_INSTRUCTIONS FOR THE TASK_
Copy every line of the material below word for word.

[Begin EXCERPTED RECORDS]

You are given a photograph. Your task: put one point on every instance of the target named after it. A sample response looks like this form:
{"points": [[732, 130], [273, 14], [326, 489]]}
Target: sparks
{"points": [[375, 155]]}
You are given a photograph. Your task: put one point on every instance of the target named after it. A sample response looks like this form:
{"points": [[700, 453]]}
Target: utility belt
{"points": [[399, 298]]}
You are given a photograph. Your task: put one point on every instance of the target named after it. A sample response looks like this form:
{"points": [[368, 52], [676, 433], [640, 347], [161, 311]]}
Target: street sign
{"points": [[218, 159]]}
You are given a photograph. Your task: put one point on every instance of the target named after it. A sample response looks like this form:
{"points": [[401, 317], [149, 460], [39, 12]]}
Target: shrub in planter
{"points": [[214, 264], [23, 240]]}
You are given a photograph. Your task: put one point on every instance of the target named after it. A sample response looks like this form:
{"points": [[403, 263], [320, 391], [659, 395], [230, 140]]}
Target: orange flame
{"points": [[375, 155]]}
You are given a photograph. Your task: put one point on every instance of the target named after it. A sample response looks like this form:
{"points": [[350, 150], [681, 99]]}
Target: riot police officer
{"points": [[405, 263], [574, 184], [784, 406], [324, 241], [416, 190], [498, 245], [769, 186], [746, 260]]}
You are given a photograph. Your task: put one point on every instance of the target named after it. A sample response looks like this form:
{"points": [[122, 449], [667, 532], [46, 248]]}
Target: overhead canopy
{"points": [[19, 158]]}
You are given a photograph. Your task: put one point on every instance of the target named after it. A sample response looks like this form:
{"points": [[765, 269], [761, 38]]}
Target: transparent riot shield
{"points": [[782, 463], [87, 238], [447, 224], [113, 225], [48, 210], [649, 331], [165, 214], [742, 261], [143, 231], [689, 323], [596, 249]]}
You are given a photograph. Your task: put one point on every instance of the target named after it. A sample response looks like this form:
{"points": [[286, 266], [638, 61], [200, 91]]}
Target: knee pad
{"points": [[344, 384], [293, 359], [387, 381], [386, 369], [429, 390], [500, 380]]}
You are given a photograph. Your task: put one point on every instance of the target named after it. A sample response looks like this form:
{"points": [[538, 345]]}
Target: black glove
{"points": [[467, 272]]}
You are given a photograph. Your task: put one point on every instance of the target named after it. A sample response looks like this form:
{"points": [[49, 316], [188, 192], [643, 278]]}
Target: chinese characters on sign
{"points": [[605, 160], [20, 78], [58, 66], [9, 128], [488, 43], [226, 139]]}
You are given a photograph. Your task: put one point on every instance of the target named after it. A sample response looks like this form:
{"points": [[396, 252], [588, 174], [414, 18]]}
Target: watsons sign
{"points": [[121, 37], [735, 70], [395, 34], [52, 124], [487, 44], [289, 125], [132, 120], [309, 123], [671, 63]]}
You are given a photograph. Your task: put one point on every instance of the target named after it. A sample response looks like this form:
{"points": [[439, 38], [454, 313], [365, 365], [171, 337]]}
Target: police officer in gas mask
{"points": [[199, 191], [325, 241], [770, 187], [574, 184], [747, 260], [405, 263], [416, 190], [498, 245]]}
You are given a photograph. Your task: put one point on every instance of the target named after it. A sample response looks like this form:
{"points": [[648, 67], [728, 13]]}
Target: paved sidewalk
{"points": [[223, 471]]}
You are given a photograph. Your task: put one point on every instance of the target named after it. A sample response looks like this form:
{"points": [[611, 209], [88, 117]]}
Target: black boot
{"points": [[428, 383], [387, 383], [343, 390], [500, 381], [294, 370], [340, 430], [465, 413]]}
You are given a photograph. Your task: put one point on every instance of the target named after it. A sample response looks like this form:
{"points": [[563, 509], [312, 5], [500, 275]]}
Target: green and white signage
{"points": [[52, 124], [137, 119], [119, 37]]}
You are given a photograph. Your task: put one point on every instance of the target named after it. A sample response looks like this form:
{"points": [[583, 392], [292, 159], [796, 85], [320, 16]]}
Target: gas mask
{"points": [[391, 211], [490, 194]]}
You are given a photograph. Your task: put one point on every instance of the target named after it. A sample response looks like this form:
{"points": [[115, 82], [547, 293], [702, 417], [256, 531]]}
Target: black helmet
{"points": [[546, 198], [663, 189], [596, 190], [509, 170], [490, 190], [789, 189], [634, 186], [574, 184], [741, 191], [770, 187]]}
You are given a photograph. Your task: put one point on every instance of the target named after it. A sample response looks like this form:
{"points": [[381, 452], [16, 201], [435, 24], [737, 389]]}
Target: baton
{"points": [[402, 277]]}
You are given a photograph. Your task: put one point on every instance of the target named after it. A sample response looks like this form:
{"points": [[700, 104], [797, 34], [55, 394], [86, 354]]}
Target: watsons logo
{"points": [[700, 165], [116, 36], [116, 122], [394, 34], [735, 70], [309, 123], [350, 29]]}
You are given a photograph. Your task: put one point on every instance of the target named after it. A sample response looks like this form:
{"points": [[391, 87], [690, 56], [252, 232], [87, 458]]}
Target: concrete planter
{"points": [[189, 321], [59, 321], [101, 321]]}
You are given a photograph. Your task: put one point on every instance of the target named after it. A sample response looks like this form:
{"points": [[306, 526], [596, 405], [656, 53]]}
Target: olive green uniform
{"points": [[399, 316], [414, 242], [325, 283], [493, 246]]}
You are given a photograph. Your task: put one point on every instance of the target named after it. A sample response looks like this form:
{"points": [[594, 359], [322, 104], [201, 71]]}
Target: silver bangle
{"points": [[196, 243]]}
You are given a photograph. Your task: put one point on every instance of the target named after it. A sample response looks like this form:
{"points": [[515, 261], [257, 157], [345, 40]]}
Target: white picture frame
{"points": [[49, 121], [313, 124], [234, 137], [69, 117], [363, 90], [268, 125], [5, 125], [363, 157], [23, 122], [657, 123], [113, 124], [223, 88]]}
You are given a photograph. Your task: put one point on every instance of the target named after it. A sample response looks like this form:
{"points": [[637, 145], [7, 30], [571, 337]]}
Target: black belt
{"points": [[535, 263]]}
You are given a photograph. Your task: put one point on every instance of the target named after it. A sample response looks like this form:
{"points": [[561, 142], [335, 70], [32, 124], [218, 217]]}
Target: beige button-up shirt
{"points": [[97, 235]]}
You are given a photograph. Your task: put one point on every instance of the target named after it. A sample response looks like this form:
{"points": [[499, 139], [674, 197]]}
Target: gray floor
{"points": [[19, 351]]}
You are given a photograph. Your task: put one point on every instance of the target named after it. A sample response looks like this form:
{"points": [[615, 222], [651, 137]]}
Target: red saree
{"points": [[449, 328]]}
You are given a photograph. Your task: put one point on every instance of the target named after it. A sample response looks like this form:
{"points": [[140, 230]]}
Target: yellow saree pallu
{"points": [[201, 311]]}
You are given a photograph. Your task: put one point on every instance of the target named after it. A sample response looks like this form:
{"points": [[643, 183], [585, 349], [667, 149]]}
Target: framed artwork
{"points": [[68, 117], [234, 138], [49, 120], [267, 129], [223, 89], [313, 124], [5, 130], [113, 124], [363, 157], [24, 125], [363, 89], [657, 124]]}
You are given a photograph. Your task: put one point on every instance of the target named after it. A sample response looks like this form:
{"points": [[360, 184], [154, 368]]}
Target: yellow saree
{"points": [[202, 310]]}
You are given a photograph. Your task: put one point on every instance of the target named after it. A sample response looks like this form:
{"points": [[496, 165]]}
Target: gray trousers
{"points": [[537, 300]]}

[End EXCERPTED RECORDS]

_EXERCISE OUTPUT_
You are given a photograph. Your task: put one point on every instance of the target named after it. A sample response looks like this form:
{"points": [[732, 130], [273, 14], [326, 489]]}
Target: sparks
{"points": [[375, 155]]}
You are given a photograph. Your task: put one point on every instance of the target named after it. A sample response looks like this form:
{"points": [[700, 453]]}
Target: utility belt
{"points": [[399, 298]]}
You are given a photograph. Your task: put one point on every instance of the target named after it. A sample response looks like this form:
{"points": [[368, 52], [676, 433], [640, 347], [161, 311]]}
Target: street sign
{"points": [[218, 159]]}
You are given a photograph. Your task: put one point on every instance of the target named after it. A sample response looks like this form:
{"points": [[401, 317], [149, 460], [39, 12]]}
Target: shrub in planter
{"points": [[214, 264], [23, 240]]}
You are given a photograph. Your task: put one point on every instance of the target named after it. A sample response looks like this form:
{"points": [[403, 263], [320, 391], [659, 395], [230, 140]]}
Target: orange flame
{"points": [[375, 155]]}
You are given a photograph. Your task: put one point on every instance of the target named after it. A sample response looks like this form:
{"points": [[350, 150], [681, 99]]}
Target: riot police officer
{"points": [[405, 263], [574, 184], [784, 406], [324, 241], [416, 190], [498, 245], [769, 186], [746, 260]]}
You are given a photograph. Your task: put one point on every instance of the target named after it. A sample response looks like this form:
{"points": [[122, 449], [667, 532], [46, 248]]}
Target: overhead canopy
{"points": [[19, 158]]}
You are given a photograph. Your task: put one point on every instance of the target named after it. A sample response looks like this form:
{"points": [[765, 269], [761, 38]]}
Target: transparent riot shield
{"points": [[782, 463], [87, 238], [447, 224], [113, 225], [48, 210], [649, 331], [165, 214], [742, 261], [143, 231], [689, 323], [596, 249]]}
You are given a photograph. Your task: put one point on every instance of the target named after it. A sample response looks like this form:
{"points": [[286, 266], [638, 61], [200, 91]]}
Target: knee pad
{"points": [[344, 384], [293, 359], [387, 381], [386, 369], [429, 390], [500, 380]]}
You are given a photograph. Your task: put one point on every instance of the target named after it. A sample response looks like this form:
{"points": [[538, 345]]}
Target: black glove
{"points": [[467, 272]]}
You are given a photograph. Your task: put one point on every instance of the target named after it. A sample response looks like this form:
{"points": [[49, 316], [188, 192], [643, 278]]}
Target: chinese characters on sign
{"points": [[605, 160], [20, 78], [58, 66], [9, 128], [488, 43], [226, 139]]}
You are given a photograph. Your task: put one point on every instance of the target named after it. A sample response looks like this form:
{"points": [[396, 252], [588, 174], [414, 18]]}
Target: watsons sign
{"points": [[121, 37], [735, 70], [395, 34], [52, 124], [487, 44], [289, 125], [132, 120], [309, 123], [671, 63]]}
You are given a photograph. Your task: put one point on every instance of the target named after it. A sample response looks like this form:
{"points": [[439, 38], [454, 313], [365, 365], [171, 337]]}
Target: police officer in gas mask
{"points": [[199, 191], [325, 241], [770, 187], [574, 184], [747, 260], [405, 263], [416, 190], [498, 245]]}
You are given a photograph. Your task: put one point on every instance of the target named after it. A sample response looks like this form:
{"points": [[648, 67], [728, 13]]}
Target: paved sidewalk
{"points": [[223, 471]]}
You are given a photograph. Your task: put one point on every instance of the target named after it. A sample response looks like this form:
{"points": [[611, 209], [88, 117]]}
Target: black boot
{"points": [[428, 383], [387, 383], [343, 390], [500, 381], [294, 370], [340, 430], [465, 413]]}
You are given a photograph. Your task: put one point on every instance of the target named after it. A sample response looks like this form:
{"points": [[563, 509], [312, 5], [500, 275]]}
Target: green and white signage
{"points": [[52, 124], [137, 119], [119, 37]]}
You are given a photograph. Your task: put one point on every instance of the target named after it. A sample response looks like this form:
{"points": [[583, 392], [292, 159], [796, 85], [320, 16]]}
Target: gas mask
{"points": [[391, 211], [490, 194]]}
You are given a photograph. Your task: put one point on every instance of the target named after it. A sample response looks like this form:
{"points": [[115, 82], [547, 293], [702, 417], [256, 531]]}
Target: black helmet
{"points": [[546, 198], [663, 189], [596, 190], [509, 170], [490, 190], [789, 189], [634, 186], [574, 184], [741, 191], [770, 187]]}
You are given a photograph. Your task: put one point on every instance of the target named after it. A sample response looks like this form:
{"points": [[381, 452], [16, 201], [435, 24], [737, 389]]}
Target: baton
{"points": [[402, 277]]}
You are given a photograph. Your task: put one point on every instance of the target named after it. A sample response looks like this form:
{"points": [[700, 104], [797, 34], [55, 394], [86, 354]]}
Target: watsons logo
{"points": [[700, 165], [116, 36], [116, 122], [394, 34], [735, 70], [309, 123], [350, 29]]}
You are given a photograph. Your task: put one point on every instance of the target named after it. A sample response looks like this form:
{"points": [[391, 87], [690, 56], [252, 232], [87, 458]]}
Target: concrete planter
{"points": [[189, 321], [59, 321], [101, 321]]}
You are given a photograph. Your task: put one point on every instance of the target named after it. A sample response looks like this form:
{"points": [[306, 526], [596, 405], [656, 53]]}
Target: olive green uniform
{"points": [[399, 316], [414, 242], [325, 283], [493, 246]]}
You are given a photograph. Your task: put one point on every instance of the target named after it. A sample response looks like this form:
{"points": [[594, 359], [322, 104], [201, 71]]}
Target: silver bangle
{"points": [[196, 243]]}
You are given a photograph. Your task: put one point on every instance of the target named after it. A sample response looks like this form:
{"points": [[515, 261], [257, 157], [345, 40]]}
Target: white picture frame
{"points": [[49, 121], [313, 124], [234, 137], [69, 117], [363, 90], [268, 125], [5, 125], [363, 157], [23, 122], [657, 123], [113, 124], [223, 88]]}
You are given a photograph. Your task: put one point on every instance of the target named after it. A sample response looks like this form:
{"points": [[637, 145], [7, 30], [571, 337]]}
Target: black belt
{"points": [[535, 263]]}
You are given a photograph. Your task: put one point on every instance of the target named after it. A sample response looks like this form:
{"points": [[561, 142], [335, 70], [32, 124], [218, 217]]}
Target: beige button-up shirt
{"points": [[97, 235]]}
You are given a photograph. Your task: put one point on every instance of the target named after it. A sample response looks like this form:
{"points": [[499, 139], [674, 197]]}
Target: gray floor
{"points": [[19, 351]]}
You are given a photograph. Your task: put one point on every instance of the target named after it. A sample response looks like this form:
{"points": [[615, 222], [651, 137]]}
Target: red saree
{"points": [[449, 328]]}
You are given a photograph. Your task: put one point on every instance of the target named after it. A sample response looks like this form:
{"points": [[140, 230]]}
Target: yellow saree pallu
{"points": [[201, 311]]}
You are given a photograph. Your task: put one point on every instance of the target named after it. A sample response looks like this form:
{"points": [[643, 183], [585, 349], [667, 149]]}
Target: framed artwork
{"points": [[68, 117], [234, 138], [49, 120], [267, 129], [223, 89], [313, 124], [5, 130], [113, 124], [363, 157], [24, 125], [363, 89], [657, 124]]}
You are given a photograph. Your task: put one point on every instance of the target named after it. A sample response looks like this form:
{"points": [[360, 184], [154, 368]]}
Target: yellow saree
{"points": [[202, 310]]}
You are given a photograph. Your task: put one point on every instance of the target named after it. A sample response looks like this form:
{"points": [[496, 165]]}
Target: gray trousers
{"points": [[537, 300]]}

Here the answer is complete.